→ EXERCISE REQUIREMENTS
Answer these questions using the Dallas Arts District piece below.
(a) Who designed the Meyerson Symphony Center?
(b) How many years has the writer lived in Houston?
(c) How many acres does the Dallas Arts District cover?

[start EXCERPTED PASSAGE]

Discovering the Dallas Arts District

It is a crisp, chilly night in January. I am standing in front of the Meyerson Symphony Center, I.M. Pei’s modernist masterpiece of soaring limestone and curving glass, to admire for a moment its precise geometry and sculptural grandeur, before stepping into the warm, welcoming interior for an evening with the Dallas Symphony Orchestra.

It’s the start of my whirlwind tour of the Dallas Arts District, now celebrating 40 years. (Congrats to Lily Cabatu Weiss and her team.) Improbably, in all the years I have lived in Houston (23) and all the time I have been an arts writer in Texas (5), I had never been to Dallas. I am here now as a first time arts tourist, eager to absorb the wonders of a new place, open to every experience that might come my way.

The result of decades of ambitious planning and astute stewardship, the Dallas Arts District is now the largest contiguous urban arts district in the nation, encompassing 68 acres and 19 adjoining blocks transformed by the vibrant artistic life it supports. It is home to the city’s most celebrated arts venues, including five structures designed by Pritzker Prize-winning architects, all within a single square mile.

[end EXCERPTED PASSAGE]
[start DATA]

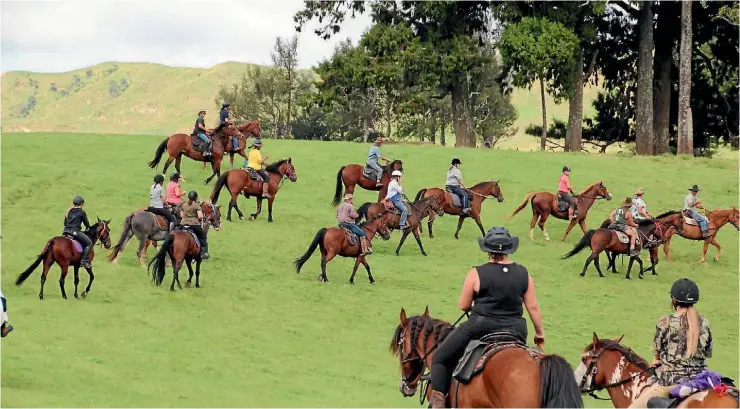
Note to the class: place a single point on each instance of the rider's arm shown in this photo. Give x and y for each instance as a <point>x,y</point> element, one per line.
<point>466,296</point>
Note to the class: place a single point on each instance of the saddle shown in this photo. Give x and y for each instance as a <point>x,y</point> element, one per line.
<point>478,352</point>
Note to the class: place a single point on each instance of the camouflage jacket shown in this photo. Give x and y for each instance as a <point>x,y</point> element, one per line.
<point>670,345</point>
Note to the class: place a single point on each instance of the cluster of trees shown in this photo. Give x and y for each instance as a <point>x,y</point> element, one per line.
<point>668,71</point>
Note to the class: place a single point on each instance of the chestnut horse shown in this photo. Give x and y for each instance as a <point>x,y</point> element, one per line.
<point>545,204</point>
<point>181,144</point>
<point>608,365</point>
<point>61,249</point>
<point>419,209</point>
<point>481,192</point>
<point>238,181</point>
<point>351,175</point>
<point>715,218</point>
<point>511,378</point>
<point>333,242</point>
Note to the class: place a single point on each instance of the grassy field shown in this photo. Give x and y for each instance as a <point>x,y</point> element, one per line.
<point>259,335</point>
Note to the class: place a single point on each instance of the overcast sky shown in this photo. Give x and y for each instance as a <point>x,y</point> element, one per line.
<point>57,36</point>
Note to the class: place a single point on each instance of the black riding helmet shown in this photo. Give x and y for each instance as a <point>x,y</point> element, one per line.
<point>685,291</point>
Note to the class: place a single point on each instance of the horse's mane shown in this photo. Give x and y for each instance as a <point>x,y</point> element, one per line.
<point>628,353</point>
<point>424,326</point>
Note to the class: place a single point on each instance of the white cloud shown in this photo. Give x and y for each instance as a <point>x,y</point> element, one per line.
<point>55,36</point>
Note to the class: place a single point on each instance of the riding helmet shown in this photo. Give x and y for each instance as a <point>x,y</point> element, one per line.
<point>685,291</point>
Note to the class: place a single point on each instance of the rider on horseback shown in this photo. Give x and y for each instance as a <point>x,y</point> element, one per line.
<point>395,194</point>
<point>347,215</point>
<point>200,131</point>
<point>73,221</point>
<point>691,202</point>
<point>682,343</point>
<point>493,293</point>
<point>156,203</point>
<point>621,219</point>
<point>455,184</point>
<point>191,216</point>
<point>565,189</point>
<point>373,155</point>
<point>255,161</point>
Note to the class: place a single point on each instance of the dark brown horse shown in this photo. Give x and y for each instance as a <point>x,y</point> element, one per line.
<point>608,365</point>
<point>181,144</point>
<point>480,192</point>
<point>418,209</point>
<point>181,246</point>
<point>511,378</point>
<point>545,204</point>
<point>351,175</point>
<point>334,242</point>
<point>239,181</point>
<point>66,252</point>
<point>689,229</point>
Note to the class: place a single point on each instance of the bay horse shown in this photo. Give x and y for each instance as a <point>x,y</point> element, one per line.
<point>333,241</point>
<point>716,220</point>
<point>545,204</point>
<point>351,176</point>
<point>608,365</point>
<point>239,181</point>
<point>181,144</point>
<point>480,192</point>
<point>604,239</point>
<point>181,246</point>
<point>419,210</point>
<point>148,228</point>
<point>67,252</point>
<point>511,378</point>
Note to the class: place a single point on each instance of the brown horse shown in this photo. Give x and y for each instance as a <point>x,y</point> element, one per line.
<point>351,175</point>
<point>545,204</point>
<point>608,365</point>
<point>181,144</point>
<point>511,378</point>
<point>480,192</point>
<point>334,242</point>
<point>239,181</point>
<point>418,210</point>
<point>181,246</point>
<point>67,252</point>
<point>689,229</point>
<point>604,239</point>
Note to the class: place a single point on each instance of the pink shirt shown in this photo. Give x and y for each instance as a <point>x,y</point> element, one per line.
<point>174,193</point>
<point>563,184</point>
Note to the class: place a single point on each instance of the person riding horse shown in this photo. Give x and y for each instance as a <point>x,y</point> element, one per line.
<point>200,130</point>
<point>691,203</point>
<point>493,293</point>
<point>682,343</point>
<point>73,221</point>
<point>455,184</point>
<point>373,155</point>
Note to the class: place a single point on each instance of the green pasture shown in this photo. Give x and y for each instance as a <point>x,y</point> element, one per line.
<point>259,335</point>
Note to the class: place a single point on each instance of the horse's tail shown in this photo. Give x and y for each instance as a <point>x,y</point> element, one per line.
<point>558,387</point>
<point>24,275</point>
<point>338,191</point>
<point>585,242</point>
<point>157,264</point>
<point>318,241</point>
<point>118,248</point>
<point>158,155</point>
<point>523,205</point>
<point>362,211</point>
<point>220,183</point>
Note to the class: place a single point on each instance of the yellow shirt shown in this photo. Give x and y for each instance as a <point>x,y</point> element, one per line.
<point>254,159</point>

[end DATA]

→ THE ANSWER
(a) I.M. Pei
(b) 23
(c) 68